■ Material supplied ■
--
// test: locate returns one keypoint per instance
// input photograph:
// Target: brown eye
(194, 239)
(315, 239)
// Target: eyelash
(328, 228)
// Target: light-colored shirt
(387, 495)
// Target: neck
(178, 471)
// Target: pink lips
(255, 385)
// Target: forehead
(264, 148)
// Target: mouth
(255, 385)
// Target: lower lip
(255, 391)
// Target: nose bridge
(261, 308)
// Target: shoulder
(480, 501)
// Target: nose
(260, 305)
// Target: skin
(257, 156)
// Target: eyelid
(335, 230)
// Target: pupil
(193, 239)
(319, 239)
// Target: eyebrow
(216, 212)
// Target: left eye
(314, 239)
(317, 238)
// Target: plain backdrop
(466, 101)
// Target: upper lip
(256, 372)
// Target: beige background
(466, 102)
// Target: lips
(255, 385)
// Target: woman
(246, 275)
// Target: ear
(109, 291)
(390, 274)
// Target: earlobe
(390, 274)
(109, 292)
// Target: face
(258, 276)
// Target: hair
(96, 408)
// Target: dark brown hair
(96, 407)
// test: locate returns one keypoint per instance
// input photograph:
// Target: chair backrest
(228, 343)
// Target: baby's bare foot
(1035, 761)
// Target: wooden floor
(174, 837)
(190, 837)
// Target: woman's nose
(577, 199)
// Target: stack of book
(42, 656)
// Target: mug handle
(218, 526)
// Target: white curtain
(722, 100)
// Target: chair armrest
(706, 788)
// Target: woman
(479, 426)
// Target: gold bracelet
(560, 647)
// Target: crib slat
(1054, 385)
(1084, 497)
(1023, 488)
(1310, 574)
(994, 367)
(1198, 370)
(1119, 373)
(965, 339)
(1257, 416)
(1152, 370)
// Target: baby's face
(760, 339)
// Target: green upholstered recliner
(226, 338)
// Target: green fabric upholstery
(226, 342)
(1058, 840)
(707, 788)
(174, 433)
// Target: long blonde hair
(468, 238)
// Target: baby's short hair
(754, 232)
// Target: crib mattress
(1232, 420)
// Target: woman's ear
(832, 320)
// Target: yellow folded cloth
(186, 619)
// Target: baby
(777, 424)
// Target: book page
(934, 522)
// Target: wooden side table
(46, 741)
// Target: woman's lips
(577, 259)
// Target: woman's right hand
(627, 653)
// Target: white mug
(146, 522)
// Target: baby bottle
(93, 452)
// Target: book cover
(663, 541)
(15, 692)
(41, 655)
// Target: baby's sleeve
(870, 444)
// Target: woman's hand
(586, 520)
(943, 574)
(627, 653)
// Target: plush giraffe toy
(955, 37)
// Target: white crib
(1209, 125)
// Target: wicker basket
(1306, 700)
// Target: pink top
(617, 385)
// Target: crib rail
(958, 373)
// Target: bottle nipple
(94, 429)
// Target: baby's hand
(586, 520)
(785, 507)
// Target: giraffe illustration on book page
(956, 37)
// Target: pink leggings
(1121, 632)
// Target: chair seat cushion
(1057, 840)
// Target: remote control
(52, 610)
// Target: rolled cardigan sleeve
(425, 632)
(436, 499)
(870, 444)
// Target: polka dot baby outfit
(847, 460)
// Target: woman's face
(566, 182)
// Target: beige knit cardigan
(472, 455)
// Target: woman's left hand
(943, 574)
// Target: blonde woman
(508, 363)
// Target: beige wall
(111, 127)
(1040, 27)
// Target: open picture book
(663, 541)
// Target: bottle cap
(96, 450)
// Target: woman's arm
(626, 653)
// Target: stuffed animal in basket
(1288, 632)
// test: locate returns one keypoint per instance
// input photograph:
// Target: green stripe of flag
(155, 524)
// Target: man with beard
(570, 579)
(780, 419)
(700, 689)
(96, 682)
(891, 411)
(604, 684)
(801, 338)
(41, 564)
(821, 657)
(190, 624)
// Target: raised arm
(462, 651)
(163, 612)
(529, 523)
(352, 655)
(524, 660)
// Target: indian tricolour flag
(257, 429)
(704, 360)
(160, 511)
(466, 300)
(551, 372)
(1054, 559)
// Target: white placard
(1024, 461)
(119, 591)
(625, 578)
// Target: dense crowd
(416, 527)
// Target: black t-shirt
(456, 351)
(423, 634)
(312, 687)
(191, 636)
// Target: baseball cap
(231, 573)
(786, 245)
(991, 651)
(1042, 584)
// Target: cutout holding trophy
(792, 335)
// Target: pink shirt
--
■ Task prompt ■
Output the material verbatim.

■ Completed task ■
// test: locate returns one keypoint per instance
// input photograph:
// Target: brown eye
(194, 239)
(315, 239)
// Target: eyelash
(328, 228)
// Target: light-colored shirt
(387, 495)
// Target: neck
(178, 471)
// Target: pink lips
(255, 385)
// Target: forehead
(264, 148)
// Target: mouth
(255, 385)
// Target: lower lip
(255, 391)
// Target: nose bridge
(261, 308)
// Target: shoulder
(480, 501)
// Target: nose
(260, 305)
// Target: skin
(257, 156)
// Target: eyelid
(335, 230)
// Target: pupil
(193, 239)
(319, 239)
// Target: eyebrow
(216, 212)
// Target: left eye
(314, 239)
(317, 238)
// Target: plain backdrop
(466, 101)
// Target: upper lip
(256, 372)
// Target: beige background
(466, 102)
// Target: lips
(255, 385)
// Target: woman
(246, 275)
// Target: ear
(109, 291)
(390, 274)
// Target: earlobe
(390, 274)
(109, 292)
// Target: face
(258, 276)
// Target: hair
(96, 408)
// Target: dark brown hair
(96, 407)
// test: locate returns one keypoint per instance
// input photograph:
// Target: chair backrest
(228, 343)
// Target: baby's bare foot
(1035, 761)
// Target: wooden floor
(174, 837)
(190, 837)
// Target: woman's nose
(577, 199)
// Target: stack of book
(42, 656)
// Target: mug handle
(218, 526)
// Target: white curtain
(722, 100)
// Target: chair armrest
(706, 788)
// Target: woman
(479, 426)
// Target: gold bracelet
(560, 647)
// Target: crib slat
(1054, 385)
(1084, 497)
(1023, 488)
(1310, 574)
(994, 367)
(1198, 370)
(1119, 373)
(965, 339)
(1257, 416)
(1152, 370)
// Target: baby's face
(760, 339)
// Target: green upholstered recliner
(226, 338)
// Target: green fabric upholstery
(226, 342)
(1058, 840)
(707, 788)
(174, 433)
// Target: long blonde hair
(468, 238)
// Target: baby's short hair
(754, 232)
// Target: crib mattress
(1232, 420)
// Target: woman's ear
(832, 320)
// Target: yellow folded cloth
(186, 619)
// Target: baby
(777, 424)
// Target: book page
(934, 522)
// Target: wooden side table
(46, 741)
// Target: woman's lips
(577, 259)
// Target: woman's right hand
(627, 653)
// Target: white mug
(146, 522)
// Target: baby bottle
(93, 452)
// Target: book cover
(663, 541)
(15, 692)
(41, 655)
// Target: baby's sleeve
(870, 444)
// Target: woman's hand
(586, 520)
(943, 574)
(627, 653)
// Target: plush giraffe toy
(955, 37)
// Target: white crib
(1209, 125)
// Target: wicker basket
(1306, 700)
// Target: pink top
(617, 385)
// Target: crib rail
(958, 373)
// Target: bottle nipple
(94, 429)
// Target: baby's hand
(586, 520)
(785, 507)
// Target: giraffe illustration on book page
(956, 37)
// Target: pink leggings
(1121, 632)
// Target: chair seat cushion
(1057, 840)
// Target: remote control
(52, 610)
// Target: rolled cardigan sleeve
(425, 632)
(436, 499)
(870, 444)
// Target: polka dot baby outfit
(847, 460)
// Target: woman's face
(566, 182)
// Target: beige knit cardigan
(472, 455)
// Target: woman's left hand
(943, 574)
// Target: blonde woman
(508, 363)
// Target: beige wall
(111, 127)
(1040, 27)
// Target: open picture book
(663, 541)
// Target: bottle cap
(96, 450)
// Target: woman's arm
(626, 653)
// Target: stuffed animal in basket
(1288, 632)
// test: locate returns one keypoint per instance
// input photograph:
// Target: green stripe of flag
(155, 524)
// Target: man with beard
(570, 579)
(780, 419)
(700, 689)
(96, 682)
(891, 411)
(604, 684)
(801, 338)
(41, 564)
(821, 657)
(190, 624)
// Target: raised arm
(462, 651)
(163, 612)
(529, 523)
(352, 655)
(524, 660)
// Target: indian tricolour flag
(257, 429)
(704, 360)
(160, 511)
(466, 300)
(551, 372)
(1054, 559)
// Target: white placard
(1024, 461)
(119, 591)
(625, 578)
// Target: dense crowd
(416, 527)
// Target: black t-shirt
(456, 351)
(423, 634)
(312, 687)
(191, 636)
// Target: baseball cap
(231, 573)
(786, 245)
(991, 651)
(1042, 584)
// Target: cutout holding trophy
(792, 335)
// Target: pink shirt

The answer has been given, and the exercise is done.